[[ Dataset content open ]]

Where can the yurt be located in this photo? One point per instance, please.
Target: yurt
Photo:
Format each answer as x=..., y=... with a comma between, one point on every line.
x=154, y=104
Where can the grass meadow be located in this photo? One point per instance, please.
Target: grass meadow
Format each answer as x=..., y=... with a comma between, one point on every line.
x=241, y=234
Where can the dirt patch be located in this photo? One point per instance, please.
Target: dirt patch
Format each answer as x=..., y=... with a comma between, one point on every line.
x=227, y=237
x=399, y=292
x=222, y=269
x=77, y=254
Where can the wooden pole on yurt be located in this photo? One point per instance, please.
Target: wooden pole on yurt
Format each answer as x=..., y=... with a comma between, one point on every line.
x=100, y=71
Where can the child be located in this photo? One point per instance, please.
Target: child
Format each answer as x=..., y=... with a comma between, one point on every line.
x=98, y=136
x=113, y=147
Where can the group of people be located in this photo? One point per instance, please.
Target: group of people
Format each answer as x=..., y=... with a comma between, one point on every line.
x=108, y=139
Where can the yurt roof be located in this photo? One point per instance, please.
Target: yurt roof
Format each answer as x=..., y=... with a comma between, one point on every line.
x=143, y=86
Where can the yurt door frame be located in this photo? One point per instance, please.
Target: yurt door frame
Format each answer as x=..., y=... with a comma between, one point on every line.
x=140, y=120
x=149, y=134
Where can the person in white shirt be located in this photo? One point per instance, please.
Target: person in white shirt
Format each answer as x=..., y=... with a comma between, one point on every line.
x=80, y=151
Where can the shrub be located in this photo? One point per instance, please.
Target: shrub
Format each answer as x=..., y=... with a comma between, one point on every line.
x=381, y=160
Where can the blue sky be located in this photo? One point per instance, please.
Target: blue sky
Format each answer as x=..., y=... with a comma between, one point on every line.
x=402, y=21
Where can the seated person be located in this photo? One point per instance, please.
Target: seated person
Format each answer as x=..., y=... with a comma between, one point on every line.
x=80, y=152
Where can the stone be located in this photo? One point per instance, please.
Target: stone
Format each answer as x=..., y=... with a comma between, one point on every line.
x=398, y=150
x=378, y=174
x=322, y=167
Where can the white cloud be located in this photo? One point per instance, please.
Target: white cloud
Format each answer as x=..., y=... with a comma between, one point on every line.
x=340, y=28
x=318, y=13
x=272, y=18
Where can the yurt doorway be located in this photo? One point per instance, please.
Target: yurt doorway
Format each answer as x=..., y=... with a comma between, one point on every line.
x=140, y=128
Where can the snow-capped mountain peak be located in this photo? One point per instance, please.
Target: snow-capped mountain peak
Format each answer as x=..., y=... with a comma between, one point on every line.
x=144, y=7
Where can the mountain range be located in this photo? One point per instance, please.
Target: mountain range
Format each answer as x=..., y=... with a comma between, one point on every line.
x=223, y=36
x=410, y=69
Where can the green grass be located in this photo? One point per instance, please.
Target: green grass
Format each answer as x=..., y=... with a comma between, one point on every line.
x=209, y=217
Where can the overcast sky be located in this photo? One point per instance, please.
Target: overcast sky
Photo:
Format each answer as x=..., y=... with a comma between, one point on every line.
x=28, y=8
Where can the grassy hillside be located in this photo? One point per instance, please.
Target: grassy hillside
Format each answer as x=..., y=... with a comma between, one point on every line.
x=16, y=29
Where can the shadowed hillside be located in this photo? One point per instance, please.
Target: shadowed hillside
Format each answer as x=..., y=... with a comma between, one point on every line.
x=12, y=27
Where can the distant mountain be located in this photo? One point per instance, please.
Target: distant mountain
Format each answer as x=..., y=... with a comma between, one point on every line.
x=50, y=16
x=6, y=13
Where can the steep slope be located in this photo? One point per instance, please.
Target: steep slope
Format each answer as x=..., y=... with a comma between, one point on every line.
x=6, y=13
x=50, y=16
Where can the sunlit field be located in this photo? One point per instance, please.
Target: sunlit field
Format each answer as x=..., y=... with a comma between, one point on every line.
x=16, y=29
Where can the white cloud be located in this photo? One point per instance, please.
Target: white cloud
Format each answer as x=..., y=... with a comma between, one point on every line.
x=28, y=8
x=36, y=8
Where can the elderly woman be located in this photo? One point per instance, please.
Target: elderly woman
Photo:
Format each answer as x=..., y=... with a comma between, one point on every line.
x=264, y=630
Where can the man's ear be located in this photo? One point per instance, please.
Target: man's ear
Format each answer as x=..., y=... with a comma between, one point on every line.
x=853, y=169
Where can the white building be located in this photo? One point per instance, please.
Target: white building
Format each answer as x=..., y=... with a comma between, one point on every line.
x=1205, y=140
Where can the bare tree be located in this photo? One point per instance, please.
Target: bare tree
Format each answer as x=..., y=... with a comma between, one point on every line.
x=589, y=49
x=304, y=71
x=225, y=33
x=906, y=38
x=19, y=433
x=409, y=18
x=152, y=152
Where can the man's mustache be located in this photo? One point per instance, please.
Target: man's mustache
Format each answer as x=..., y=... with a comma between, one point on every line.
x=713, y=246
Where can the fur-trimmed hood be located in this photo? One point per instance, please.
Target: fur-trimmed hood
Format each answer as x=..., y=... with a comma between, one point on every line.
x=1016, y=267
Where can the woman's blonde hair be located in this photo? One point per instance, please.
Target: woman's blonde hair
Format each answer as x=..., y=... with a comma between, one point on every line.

[[ Dataset content closed ]]

Problem statement: Quote all the records. Keep every word exact.

Answer space:
Where can the yurt be located in this photo? One point per instance, please.
Target: yurt
Photo:
Format each answer as x=..., y=... with a comma between, one point on every line.
x=154, y=104
Where can the grass meadow be located in this photo? One point per instance, please.
Target: grass meadow
Format each answer as x=..., y=... with a comma between, one point on every line.
x=241, y=234
Where can the dirt patch be located in this photo? One point per instance, please.
Target: dirt patch
Format each answer as x=..., y=... with a comma between, one point on every line.
x=227, y=237
x=399, y=292
x=222, y=269
x=77, y=254
Where can the wooden pole on yurt be located in this photo? One point per instance, please.
Target: wooden pole on yurt
Format each answer as x=..., y=... with a comma between, one point on every line.
x=100, y=71
Where can the child be located in this photo? One point per instance, please.
Target: child
Format each answer as x=..., y=... with a comma between, one point on every line.
x=98, y=136
x=113, y=147
Where can the group of people be located in this photo? One point per instance, please.
Target: group of people
Format each answer as x=..., y=... with a comma between, one point on every line.
x=108, y=139
Where can the yurt roof be located in this photo? One point per instance, please.
Target: yurt roof
Format each answer as x=..., y=... with a comma between, one point on every line.
x=143, y=86
Where can the yurt door frame be located in this photo? One point per instance, please.
Target: yurt door frame
Format each answer as x=..., y=... with a comma between, one point on every line.
x=140, y=120
x=149, y=134
Where can the person in white shirt be located in this photo? One point per instance, please.
Target: person in white shirt
Format each answer as x=..., y=... with a comma between, one point on every line.
x=80, y=151
Where can the shrub be located in this photo? One point per instance, please.
Target: shrub
Format each answer as x=..., y=... with a comma between, one point on every line.
x=381, y=160
Where can the blue sky be located in this photo? One point per instance, please.
Target: blue sky
Format each answer as x=..., y=... with a comma between, one point on every line.
x=402, y=21
Where can the seated person be located in this photo? One point per instance, please.
Target: seated person
Format each answer as x=..., y=... with a comma between, one point on every line.
x=80, y=152
Where can the stone be located in this photo? One point per instance, please.
Target: stone
Format each answer as x=..., y=... with a comma between, one point on every line.
x=398, y=150
x=378, y=174
x=322, y=167
Where can the white cloud be located in this photo? One point per instance, please.
Target: white cloud
Format each answer as x=..., y=... with a comma between, one point on every line.
x=340, y=28
x=318, y=13
x=272, y=18
Where can the yurt doorway be located in this photo? One point per instance, please.
Target: yurt doorway
Format each answer as x=..., y=... with a comma between, one point on every line.
x=140, y=128
Where can the snow-capped mountain peak be located in this photo? One point per instance, please.
Target: snow-capped mountain peak
Format each answer as x=..., y=... with a comma between, one point on every line.
x=144, y=7
Where can the mountain range be located in this photo? One point per instance, please.
Target: mountain range
Format each answer as x=..., y=... with a comma between, one point on every line.
x=223, y=36
x=410, y=69
Where can the green grass be located in this photo? One point per instance, please.
Target: green grass
Format each answer as x=..., y=... with a comma between, one point on every line.
x=209, y=217
Where can the overcast sky be located in this photo? One point per instance, please.
Target: overcast sky
Photo:
Format each answer as x=..., y=... with a comma between, one point on every line.
x=28, y=8
Where can the grassy hillside be located in this photo? One point per instance, please.
Target: grassy hillside
Format each answer as x=..., y=... with a comma between, one point on every line.
x=16, y=29
Where can the shadowed hillside be located in this photo? One point per instance, please.
Target: shadowed hillside
Format each answer as x=..., y=... with a comma between, one point on every line.
x=12, y=27
Where can the distant mountain be located in this photo? One point per instance, please.
Target: distant mountain
Format each answer as x=..., y=... with a comma between, one point on every line.
x=50, y=16
x=6, y=13
Where can the steep slope be located in this photo? One point per instance, please.
Target: steep slope
Format each answer as x=..., y=... with a comma between, one point on every line.
x=6, y=13
x=50, y=16
Where can the sunlit field be located in this photo? One point per instance, please.
Target: sunlit field
Format each answer as x=..., y=... with a comma between, one point on every line.
x=16, y=29
Where can the white cloud be located in this photo? One point per instance, please.
Target: white cloud
Format each answer as x=..., y=... with a comma between, one point on every line.
x=28, y=8
x=36, y=8
Where can the elderly woman be located in this photo? One point per instance, please.
Target: elderly woman
Photo:
Format each answer as x=..., y=... with a comma between, one point on every line.
x=264, y=630
Where can the man's ear be located in this photo? One point per instance, please.
Target: man's ear
Format each answer as x=..., y=... with a comma between, one point on every line.
x=853, y=169
Where can the white building be located in this photo? One point per instance, please.
Target: white building
Format each answer as x=..., y=... with a comma between, one point on every line.
x=1205, y=140
Where can the bare tree be located in this photo? One point per instance, please.
Target: bare tree
Format each answer as x=..., y=... with a comma between, one point on every line.
x=589, y=49
x=304, y=71
x=225, y=33
x=906, y=38
x=19, y=433
x=409, y=18
x=152, y=152
Where can the man's mustache be located in this photo? One point per instance, please.
Target: man's mustache
Format each answer as x=..., y=... with a comma between, one point on every line.
x=713, y=246
Where can the fur-trimmed hood be located in this photo? One point per instance, please.
Target: fur-trimmed hood
Format each answer as x=..., y=... with a comma between, one point on every line.
x=1016, y=267
Where can the woman's blonde hair be located in this photo? One point per instance, please.
Target: woman's blonde hair
Format each answer as x=..., y=... with a comma between, one point on every line.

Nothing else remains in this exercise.